Requirement: Count the lines in the material below that contain the string "jacket". Give only the number.

START Listing

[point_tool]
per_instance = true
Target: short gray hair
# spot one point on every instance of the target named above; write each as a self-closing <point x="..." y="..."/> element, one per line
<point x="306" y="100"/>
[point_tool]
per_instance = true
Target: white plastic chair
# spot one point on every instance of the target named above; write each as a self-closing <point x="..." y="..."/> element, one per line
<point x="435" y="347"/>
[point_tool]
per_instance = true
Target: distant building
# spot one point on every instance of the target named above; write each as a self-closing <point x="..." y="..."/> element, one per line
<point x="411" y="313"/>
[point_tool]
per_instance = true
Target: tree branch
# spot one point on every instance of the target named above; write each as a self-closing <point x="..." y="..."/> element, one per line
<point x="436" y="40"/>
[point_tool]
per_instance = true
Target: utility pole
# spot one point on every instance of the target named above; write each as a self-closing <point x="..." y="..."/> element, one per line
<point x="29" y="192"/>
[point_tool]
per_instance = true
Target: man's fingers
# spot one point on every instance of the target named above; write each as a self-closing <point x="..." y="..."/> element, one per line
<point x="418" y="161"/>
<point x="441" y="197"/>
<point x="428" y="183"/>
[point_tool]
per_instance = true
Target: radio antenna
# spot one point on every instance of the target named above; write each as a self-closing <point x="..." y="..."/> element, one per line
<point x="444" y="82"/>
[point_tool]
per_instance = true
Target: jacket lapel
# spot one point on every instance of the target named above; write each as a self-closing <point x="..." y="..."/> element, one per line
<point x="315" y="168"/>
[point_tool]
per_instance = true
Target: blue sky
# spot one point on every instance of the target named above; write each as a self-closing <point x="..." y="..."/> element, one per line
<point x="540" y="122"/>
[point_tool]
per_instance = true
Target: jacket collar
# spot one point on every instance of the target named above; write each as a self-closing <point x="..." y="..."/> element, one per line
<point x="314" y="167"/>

END Listing

Response to the task: 2